- _Task 1_: Rewrite the paragraph of the prover guide beginning "A prover takes a ProofTask" as a short list, keeping its main facts.
- _Task 2_:
Decide whether each statement agrees with the prover guide. Answer yes or no, and quote the deciding words.
(a) The AgentProver can use Codex as its coding agent.
(b) The wd folder created by prove holds the run record.
(c) Docker must be running before you use a prover.

- _Text segment_:
Running a prover

A prover takes a ProofTask (a lake project plus optional instructions and target files) and returns a ProofResult (the completed files, a VerificationReport, cost, and duration). Every prover shares the same lifecycle: generate candidate files, then verify them in a sandbox via the shared Verifier.

Prerequisites

  • Docker running and the open-atp:latest image built (see Docker).

  • A credential for the prover you choose:

    • AristotleProverARISTOTLE_API_KEY.

    • AgentProver / NuminaProver — a harness credential (see the per-harness prover pages under Provers).

Verifying without a prover

If your project already contains candidate proofs, you can skip generation and run the shared verifier directly:

from open_atp.lean import LeanProject
from open_atp.verify import docker_verifier

report = docker_verifier().verify(LeanProject("path/to/lake/project"))
print("verified:", report.verified)
print("sorry_free:", report.sorry_free)
print("axioms:", report.axioms)

Filling sorrys with the AgentProver

The AgentProver runs a coding agent (Claude Code, Codex, or OpenCode) with the lean-lsp-mcp server inside the sandbox, then diffs the .lean files it changed:

from pathlib import Path

from open_atp.backends.docker import DockerBackend, DockerConfig
from open_atp.lean import LeanProject, ProofTask
from open_atp.images import DEFAULT_IMAGE
from open_atp.provers import AgentProver, AgentProverConfig

backend = DockerBackend(DockerConfig(image=DEFAULT_IMAGE))
config = AgentProverConfig(
    harness="claude_code",
    model="claude-opus-4-8",
    effort="high",
)
prover = AgentProver(config, verification_backend=backend)

task = ProofTask(project=LeanProject("path/to/lake/project"))
result = prover.prove(task, output_dir=Path("runs/demo"))

print("success:", result.success)
print("cost_usd:", result.cost_usd)
print("duration_s:", result.duration_s)

prove populates output_dir/{wd,logs}/: wd is the completed lake project and logs holds the run record (stdout.txt, stderr.txt, result.json).

Swap harness for "codex" or "opencode" (and the matching model) to use a different agent CLI — see the per-harness prover pages under Provers.

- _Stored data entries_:

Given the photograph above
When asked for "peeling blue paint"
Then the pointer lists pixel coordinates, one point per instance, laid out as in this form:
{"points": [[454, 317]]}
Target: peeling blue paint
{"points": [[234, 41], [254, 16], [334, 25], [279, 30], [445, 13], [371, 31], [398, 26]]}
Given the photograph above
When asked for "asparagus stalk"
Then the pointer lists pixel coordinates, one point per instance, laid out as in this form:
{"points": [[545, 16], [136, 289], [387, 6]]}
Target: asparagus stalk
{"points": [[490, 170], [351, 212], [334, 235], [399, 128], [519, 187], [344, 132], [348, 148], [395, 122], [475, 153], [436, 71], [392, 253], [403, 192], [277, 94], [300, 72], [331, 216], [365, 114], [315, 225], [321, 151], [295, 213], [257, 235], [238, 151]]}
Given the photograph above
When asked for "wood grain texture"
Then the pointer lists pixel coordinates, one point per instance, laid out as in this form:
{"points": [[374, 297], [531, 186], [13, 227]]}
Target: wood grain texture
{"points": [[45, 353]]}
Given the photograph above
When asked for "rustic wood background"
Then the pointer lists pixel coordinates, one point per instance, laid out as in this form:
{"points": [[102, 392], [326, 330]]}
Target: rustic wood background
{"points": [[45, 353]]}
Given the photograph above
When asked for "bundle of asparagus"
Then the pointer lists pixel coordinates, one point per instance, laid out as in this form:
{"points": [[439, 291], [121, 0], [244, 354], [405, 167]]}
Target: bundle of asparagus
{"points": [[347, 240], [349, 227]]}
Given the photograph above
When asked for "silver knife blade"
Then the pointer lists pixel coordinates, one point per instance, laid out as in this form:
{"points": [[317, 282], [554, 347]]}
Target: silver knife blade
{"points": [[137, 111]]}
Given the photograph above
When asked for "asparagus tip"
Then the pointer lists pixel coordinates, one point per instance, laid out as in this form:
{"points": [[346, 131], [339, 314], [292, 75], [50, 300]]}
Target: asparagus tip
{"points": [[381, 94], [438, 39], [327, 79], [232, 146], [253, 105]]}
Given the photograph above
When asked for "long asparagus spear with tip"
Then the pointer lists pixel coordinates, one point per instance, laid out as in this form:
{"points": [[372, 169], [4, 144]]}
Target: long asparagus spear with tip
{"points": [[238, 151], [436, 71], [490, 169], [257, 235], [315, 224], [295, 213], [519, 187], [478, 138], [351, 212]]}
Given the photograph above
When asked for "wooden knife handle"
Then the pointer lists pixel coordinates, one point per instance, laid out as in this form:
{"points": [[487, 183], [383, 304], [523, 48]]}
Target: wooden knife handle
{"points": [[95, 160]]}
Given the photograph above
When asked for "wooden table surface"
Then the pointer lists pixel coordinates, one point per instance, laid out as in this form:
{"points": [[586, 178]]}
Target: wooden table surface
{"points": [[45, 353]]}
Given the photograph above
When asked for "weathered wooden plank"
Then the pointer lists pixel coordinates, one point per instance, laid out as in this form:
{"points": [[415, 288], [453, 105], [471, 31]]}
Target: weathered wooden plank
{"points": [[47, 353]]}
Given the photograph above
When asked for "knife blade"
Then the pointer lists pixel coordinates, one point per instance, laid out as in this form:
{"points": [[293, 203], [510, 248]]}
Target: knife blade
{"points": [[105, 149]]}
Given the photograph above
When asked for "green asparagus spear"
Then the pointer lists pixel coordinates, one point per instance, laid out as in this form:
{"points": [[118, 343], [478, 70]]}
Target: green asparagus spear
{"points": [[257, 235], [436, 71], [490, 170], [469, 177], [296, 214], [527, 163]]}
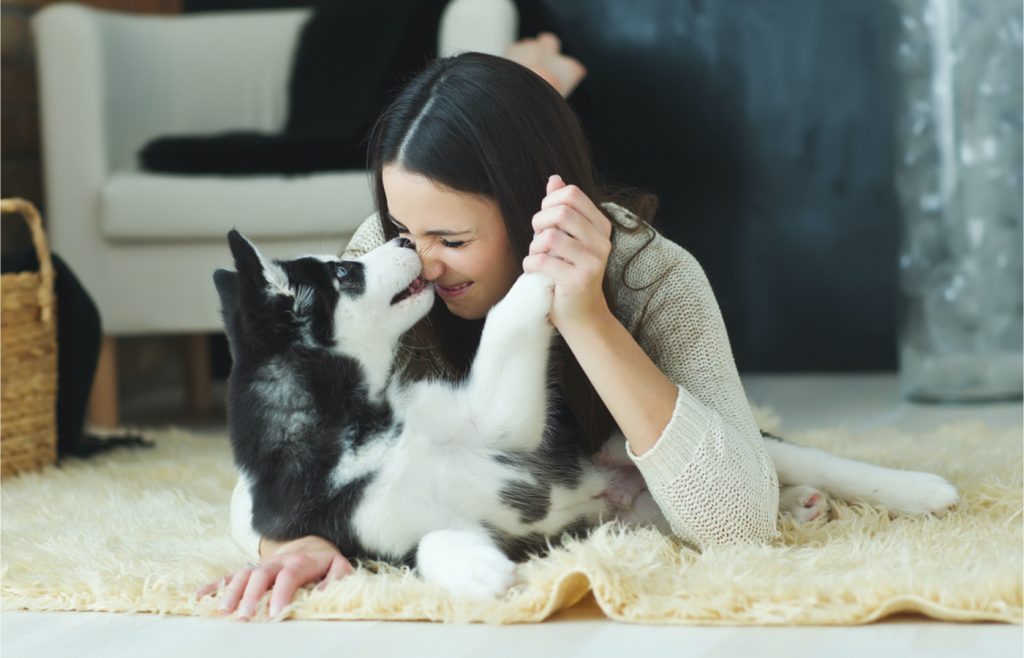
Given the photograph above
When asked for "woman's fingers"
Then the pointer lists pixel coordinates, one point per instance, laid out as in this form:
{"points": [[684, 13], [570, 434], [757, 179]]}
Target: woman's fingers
{"points": [[289, 579], [566, 220], [232, 593], [259, 581]]}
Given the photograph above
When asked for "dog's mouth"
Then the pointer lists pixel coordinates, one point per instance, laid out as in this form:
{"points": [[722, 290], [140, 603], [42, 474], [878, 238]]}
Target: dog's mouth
{"points": [[418, 286]]}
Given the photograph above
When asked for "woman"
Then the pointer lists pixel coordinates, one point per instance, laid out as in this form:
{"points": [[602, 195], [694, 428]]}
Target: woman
{"points": [[482, 165]]}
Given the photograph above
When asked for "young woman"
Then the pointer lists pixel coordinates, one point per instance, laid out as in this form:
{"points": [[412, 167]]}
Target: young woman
{"points": [[483, 166]]}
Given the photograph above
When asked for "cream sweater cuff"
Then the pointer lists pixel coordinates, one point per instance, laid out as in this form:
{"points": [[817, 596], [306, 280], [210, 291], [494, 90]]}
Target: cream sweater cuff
{"points": [[662, 465]]}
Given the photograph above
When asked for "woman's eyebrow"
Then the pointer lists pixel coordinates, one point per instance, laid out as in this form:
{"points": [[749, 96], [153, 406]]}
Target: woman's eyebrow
{"points": [[442, 232]]}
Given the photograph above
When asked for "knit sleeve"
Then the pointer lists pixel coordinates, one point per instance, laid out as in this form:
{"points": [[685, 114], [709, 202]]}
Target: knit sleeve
{"points": [[367, 237], [709, 472], [242, 520]]}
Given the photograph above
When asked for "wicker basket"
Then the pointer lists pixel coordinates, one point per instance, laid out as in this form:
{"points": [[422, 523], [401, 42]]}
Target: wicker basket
{"points": [[28, 356]]}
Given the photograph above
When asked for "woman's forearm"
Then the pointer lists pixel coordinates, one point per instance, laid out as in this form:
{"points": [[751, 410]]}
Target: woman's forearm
{"points": [[639, 396]]}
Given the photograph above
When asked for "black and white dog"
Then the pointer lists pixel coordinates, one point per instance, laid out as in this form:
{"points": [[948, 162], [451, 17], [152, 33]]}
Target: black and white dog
{"points": [[460, 480]]}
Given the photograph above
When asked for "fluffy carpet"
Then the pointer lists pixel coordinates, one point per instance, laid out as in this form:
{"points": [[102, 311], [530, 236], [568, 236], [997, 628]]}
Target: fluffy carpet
{"points": [[140, 530]]}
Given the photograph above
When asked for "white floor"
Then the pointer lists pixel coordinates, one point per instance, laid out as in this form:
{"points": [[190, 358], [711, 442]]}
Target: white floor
{"points": [[802, 401]]}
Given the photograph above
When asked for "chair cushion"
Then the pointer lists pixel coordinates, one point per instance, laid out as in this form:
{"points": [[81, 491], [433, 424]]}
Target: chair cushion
{"points": [[138, 206]]}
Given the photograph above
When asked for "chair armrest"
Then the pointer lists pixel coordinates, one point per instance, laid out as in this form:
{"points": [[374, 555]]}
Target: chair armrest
{"points": [[146, 76], [481, 26]]}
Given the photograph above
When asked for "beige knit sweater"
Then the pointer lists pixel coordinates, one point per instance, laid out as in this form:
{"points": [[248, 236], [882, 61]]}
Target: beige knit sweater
{"points": [[709, 472]]}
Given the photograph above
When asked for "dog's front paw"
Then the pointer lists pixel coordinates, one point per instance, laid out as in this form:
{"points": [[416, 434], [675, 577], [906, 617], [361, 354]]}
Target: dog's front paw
{"points": [[528, 301], [466, 563]]}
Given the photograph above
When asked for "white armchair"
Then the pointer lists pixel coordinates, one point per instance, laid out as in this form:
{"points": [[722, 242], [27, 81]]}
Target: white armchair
{"points": [[144, 245]]}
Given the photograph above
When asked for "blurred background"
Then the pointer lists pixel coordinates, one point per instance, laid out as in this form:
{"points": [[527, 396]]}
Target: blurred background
{"points": [[848, 172]]}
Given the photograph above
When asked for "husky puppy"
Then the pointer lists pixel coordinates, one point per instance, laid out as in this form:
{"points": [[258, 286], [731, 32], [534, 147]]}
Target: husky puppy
{"points": [[459, 480]]}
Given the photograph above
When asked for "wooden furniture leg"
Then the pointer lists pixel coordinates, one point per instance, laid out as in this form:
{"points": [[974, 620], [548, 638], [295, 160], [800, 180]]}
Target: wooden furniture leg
{"points": [[103, 395]]}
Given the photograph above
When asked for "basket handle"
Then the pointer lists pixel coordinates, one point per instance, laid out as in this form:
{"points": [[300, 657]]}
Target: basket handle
{"points": [[31, 215]]}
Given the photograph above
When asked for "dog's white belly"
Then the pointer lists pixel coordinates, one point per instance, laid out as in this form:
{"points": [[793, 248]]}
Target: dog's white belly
{"points": [[420, 490], [431, 485]]}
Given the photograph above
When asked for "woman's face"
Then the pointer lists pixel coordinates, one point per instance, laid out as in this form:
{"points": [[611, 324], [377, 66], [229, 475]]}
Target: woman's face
{"points": [[460, 237]]}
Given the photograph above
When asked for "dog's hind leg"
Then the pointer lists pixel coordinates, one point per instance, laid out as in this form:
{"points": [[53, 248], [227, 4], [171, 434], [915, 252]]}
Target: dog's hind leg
{"points": [[899, 491]]}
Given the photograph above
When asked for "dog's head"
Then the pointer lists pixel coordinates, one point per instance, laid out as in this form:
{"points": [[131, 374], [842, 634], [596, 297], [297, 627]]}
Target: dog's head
{"points": [[344, 306]]}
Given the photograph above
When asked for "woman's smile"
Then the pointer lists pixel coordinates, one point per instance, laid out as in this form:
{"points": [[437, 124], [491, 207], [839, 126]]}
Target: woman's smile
{"points": [[451, 292]]}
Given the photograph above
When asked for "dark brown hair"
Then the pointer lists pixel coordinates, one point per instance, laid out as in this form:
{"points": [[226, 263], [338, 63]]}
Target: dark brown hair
{"points": [[484, 125]]}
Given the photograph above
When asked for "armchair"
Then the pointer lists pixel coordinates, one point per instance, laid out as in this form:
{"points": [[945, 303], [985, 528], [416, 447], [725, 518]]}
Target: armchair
{"points": [[144, 245]]}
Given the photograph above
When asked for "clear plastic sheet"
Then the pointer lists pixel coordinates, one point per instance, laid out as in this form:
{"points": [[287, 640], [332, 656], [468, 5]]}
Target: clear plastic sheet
{"points": [[958, 178]]}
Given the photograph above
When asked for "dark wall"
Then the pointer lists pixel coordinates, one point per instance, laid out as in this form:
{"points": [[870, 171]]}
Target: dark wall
{"points": [[765, 128]]}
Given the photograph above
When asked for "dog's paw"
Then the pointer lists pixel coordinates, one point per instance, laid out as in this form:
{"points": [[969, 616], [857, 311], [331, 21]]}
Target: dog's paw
{"points": [[465, 563], [528, 301], [921, 493], [803, 502]]}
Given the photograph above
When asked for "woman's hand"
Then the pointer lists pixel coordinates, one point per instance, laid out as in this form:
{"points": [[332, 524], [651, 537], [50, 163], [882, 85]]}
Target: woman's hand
{"points": [[571, 244], [544, 55], [292, 566]]}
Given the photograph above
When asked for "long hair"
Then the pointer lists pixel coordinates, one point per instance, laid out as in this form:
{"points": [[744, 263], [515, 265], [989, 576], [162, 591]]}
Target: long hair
{"points": [[484, 125]]}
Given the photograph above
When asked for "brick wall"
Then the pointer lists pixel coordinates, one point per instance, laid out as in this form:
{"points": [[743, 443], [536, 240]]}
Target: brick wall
{"points": [[20, 161]]}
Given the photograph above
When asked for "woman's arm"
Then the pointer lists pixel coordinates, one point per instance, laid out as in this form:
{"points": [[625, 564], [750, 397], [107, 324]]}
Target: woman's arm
{"points": [[677, 398]]}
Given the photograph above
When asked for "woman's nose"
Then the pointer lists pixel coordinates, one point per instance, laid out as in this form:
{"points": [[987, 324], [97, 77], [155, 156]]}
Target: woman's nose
{"points": [[432, 268]]}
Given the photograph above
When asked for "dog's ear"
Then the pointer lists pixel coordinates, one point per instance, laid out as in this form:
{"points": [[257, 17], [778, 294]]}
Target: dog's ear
{"points": [[226, 283], [254, 270]]}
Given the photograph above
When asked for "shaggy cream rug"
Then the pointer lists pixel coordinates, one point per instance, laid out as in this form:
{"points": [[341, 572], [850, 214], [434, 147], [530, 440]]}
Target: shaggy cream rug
{"points": [[140, 530]]}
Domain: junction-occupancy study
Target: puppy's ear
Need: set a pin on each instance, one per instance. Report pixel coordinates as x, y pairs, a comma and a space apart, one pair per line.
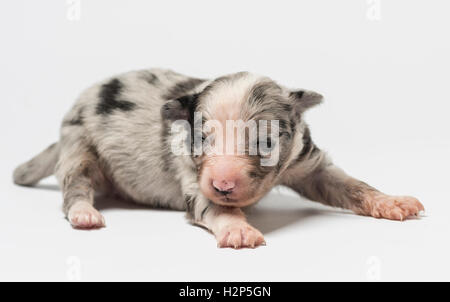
305, 99
182, 108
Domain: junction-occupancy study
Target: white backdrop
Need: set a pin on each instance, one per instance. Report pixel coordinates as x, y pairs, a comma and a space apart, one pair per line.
383, 67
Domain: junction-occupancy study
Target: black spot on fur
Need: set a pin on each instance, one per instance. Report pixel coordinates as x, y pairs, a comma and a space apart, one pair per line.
109, 99
297, 94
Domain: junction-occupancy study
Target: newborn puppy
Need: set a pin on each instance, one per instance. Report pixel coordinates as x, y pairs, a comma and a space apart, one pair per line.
162, 139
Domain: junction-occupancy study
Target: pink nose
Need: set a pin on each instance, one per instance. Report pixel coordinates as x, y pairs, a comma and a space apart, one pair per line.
224, 186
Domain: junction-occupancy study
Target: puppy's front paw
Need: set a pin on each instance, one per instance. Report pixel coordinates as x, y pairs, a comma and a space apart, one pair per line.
240, 235
392, 207
82, 215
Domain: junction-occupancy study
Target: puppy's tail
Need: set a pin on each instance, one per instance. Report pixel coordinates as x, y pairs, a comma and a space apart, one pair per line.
41, 166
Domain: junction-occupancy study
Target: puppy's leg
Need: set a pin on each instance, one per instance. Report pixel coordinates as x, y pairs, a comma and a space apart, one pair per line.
229, 225
318, 179
79, 175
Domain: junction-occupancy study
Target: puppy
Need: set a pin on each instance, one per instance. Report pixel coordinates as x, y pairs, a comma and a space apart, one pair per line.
144, 135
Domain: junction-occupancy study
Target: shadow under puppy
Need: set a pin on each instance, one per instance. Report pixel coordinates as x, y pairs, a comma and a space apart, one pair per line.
119, 137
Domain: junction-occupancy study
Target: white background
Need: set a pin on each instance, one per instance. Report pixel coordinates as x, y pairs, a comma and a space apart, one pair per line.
385, 120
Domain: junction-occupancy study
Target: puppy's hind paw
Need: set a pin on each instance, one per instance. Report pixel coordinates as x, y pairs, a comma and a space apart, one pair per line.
82, 215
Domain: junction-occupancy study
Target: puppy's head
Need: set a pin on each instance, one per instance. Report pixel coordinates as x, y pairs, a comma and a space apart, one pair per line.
243, 134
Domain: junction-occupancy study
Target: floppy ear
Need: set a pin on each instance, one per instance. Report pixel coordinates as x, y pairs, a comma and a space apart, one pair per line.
305, 99
182, 108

- _Exercise result 1_:
- Input: a ProofTask, made of a lake project plus optional instructions and target files.
- Output: a ProofResult, made of the completed files, a VerificationReport, cost, and duration.
- Shared lifecycle for every prover: generate candidate files, then verify them in a sandbox via the shared Verifier.

- _Exercise result 2_:
(a) Yes: "runs a coding agent (Claude Code, Codex, or OpenCode)"
(b) No: "wd is the completed lake project and logs holds the run record"
(c) Yes: "Docker running and the open-atp:latest image built"